# READING TEXT:
+ + + +

The Tenants Movie Review
Cast & Crew
Director : Danny Green
Producer : Chris Bongrine, Manfred D. Heid, Gerd Koechlin,
Screenwriter : David Diamond, Danny Green,
Starring : Dylan McDermott, Snoop Dogg, Rose Byrne, Nikki J. Crawford, Aldis Hodge, Seymour Cassel,
Danny Green's film of the Bernard Malamud novel starts off with Henry Lesser (Dylan McDermott hidden behind decade-appropriately unfortunate facial hair and hideous eyewear), a writer of the most masochistic sort. The only resident left in a deserted, falling-down building in a seedy corner of Brooklyn, he's hacking away at his typewriter, day after day, trying to finish his third novel; the first one was well received, the second not so much. Occasionally the landlord (Seymour Cassel) comes by to bang at the door and offer him increasingly large sums of money to get out so he can sell the place, but Henry, a creature of habit, keeps begging for more time, saying he'll move after he finishes the novel.
Further disturbing Henry's writing is the occasional tapping sounds he hears. The source turns out to be an ostensibly empty apartment on his floor, now occasionally inhabited by the lanky Willie Spearmint (Snoop Dogg), a roustabout struggling novelist aflame with the idea of Black Power. Eventually the two men develop a professional friendship of sorts, with Willie using Henry's apartment to store his typewriter in and occasionally asking writerly advice. Snoop's natural cool, combined with Willie's bobbing and weaving animosity, plays perfectly off Henry's monk-like reticence, and though this is hardly a feel-good story about opposites attracting, the few sparks of understanding struck up in the gulf between them are momentarily thrilling.
The Tenants is most successful when it sticks to focusing on the relationship between Henry and Willie. Stuck in their post-apocalyptic wreck of a building, obsessively hunting the perfect, finished novel in their ascetic cells, they're like haunted wraiths existing outside of time. It's a grey and otherworldly setting, strangely unnerving, with a subdued David Lynch quality to it. But for whatever reason, whenever the story is opened up and ventures into the outside world, it loses focus and takes away from Henry and Willie's dynamic, which is never fully developed. A critical flaw rises up when Henry falls in love with Willie's white actress girlfriend, Irene (Rose Byrne), a monumentally uninteresting character who seems to exist mostly to articulate the fact that beneath it all, Henry and Willie are essentially the same closed-off misanthrope concerned only about one thing - finishing their book.
Malamud's novel ends tragically in an explosion of racial vitriol and artistic jealousy. Green's film concludes in a similarly tragic manner, but the punch isn't there, and not just because the uglier language - Willie's anti-Semitism and Henry's racism - seems to have been toned down, but because the viewer hasn't been given enough time to get inside the heads of these two. The end result is that Snoop's charisma automatically makes him seem by far the more sympathetic of the two, upending the symmetry and understanding that might have made for a more compelling finish. It's a good try from a first-time director that never quite hits the mark.
Reviewed at the 2005 Tribeca Film Festival.

+ + + +

Extracted rows
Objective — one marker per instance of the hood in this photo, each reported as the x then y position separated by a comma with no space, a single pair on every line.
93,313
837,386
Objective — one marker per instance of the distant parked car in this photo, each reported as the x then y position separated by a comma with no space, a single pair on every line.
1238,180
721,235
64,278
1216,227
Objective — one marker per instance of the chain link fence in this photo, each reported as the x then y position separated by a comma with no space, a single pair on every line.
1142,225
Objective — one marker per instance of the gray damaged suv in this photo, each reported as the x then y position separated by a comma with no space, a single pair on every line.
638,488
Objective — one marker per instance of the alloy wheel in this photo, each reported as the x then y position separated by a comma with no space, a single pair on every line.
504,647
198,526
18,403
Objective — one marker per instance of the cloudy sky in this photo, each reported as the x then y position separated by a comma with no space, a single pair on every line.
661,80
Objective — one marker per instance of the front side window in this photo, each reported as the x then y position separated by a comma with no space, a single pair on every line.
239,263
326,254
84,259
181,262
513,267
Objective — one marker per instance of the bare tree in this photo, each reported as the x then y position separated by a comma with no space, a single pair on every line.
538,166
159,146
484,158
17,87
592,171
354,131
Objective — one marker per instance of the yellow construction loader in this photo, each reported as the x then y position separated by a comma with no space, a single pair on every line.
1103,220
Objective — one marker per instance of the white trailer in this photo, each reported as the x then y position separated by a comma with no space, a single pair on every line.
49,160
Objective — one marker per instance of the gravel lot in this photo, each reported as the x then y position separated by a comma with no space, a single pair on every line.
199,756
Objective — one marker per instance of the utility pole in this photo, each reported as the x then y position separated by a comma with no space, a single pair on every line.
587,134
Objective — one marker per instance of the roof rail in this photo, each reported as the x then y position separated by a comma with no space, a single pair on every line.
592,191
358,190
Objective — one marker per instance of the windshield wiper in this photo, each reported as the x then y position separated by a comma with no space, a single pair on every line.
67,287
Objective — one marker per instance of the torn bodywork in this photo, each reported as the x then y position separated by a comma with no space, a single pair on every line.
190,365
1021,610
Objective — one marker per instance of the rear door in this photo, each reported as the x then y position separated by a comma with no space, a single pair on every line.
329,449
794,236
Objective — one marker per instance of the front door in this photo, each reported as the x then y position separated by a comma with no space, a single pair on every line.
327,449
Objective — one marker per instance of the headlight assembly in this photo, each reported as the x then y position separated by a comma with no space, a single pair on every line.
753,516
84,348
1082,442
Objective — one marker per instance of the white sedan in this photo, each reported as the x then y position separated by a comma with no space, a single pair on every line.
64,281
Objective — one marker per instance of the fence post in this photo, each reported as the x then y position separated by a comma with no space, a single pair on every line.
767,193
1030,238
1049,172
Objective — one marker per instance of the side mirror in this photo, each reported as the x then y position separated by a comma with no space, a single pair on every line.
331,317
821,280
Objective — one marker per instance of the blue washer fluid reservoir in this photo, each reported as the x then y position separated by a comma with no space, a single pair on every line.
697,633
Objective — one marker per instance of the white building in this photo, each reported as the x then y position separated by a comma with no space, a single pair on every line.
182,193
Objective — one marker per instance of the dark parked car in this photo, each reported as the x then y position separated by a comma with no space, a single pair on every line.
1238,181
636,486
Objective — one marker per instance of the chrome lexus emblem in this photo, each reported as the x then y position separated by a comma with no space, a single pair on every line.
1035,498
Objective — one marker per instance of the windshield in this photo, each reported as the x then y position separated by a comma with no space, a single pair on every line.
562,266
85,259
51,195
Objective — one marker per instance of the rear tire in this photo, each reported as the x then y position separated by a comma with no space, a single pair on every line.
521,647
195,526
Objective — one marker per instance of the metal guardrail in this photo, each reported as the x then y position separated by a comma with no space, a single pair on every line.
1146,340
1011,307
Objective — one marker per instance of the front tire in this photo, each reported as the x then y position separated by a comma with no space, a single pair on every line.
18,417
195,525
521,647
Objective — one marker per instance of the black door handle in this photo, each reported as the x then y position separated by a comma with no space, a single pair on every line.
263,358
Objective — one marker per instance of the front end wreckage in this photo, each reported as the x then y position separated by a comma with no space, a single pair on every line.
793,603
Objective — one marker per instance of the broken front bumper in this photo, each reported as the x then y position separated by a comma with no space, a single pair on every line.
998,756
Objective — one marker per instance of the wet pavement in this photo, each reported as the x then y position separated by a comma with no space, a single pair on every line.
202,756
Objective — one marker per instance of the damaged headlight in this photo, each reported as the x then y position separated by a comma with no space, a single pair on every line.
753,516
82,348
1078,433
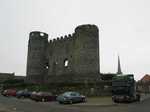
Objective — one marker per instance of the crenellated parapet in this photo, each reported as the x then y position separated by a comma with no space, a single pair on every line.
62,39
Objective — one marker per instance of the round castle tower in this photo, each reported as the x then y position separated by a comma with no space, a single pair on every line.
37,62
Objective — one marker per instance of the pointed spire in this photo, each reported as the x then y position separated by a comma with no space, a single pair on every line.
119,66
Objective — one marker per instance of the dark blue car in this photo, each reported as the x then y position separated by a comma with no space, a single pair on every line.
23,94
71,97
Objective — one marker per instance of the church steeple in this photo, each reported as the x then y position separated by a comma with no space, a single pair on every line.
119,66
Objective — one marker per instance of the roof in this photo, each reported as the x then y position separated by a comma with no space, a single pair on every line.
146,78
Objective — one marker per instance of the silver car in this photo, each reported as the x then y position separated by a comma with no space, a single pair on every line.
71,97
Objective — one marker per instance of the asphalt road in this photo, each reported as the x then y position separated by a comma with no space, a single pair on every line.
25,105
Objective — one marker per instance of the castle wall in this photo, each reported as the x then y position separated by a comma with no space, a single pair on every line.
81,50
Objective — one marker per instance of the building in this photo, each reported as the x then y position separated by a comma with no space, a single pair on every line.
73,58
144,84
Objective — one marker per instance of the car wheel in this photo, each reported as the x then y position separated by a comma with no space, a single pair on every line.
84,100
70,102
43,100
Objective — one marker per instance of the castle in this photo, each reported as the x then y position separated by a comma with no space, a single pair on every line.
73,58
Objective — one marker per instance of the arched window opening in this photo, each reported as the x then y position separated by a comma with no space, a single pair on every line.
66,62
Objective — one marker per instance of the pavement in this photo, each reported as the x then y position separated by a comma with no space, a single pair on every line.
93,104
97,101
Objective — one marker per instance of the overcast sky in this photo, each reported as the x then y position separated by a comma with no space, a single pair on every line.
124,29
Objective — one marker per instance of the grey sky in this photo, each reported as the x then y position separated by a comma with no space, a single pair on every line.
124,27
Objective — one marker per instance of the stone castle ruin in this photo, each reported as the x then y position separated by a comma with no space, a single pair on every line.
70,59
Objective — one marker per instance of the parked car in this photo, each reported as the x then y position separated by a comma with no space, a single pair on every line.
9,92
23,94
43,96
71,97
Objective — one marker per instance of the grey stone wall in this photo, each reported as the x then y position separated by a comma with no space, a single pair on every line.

+ + + +

# ABOUT THIS TASK:
Please reproduce the part of The Tenants review from "Malamud's novel ends" to "Tribeca Film Festival.", word for word.

# SOLUTION FOR THIS EXERCISE:
Malamud's novel ends tragically in an explosion of racial vitriol and artistic jealousy. Green's film concludes in a similarly tragic manner, but the punch isn't there, and not just because the uglier language - Willie's anti-Semitism and Henry's racism - seems to have been toned down, but because the viewer hasn't been given enough time to get inside the heads of these two. The end result is that Snoop's charisma automatically makes him seem by far the more sympathetic of the two, upending the symmetry and understanding that might have made for a more compelling finish. It's a good try from a first-time director that never quite hits the mark.
Reviewed at the 2005 Tribeca Film Festival.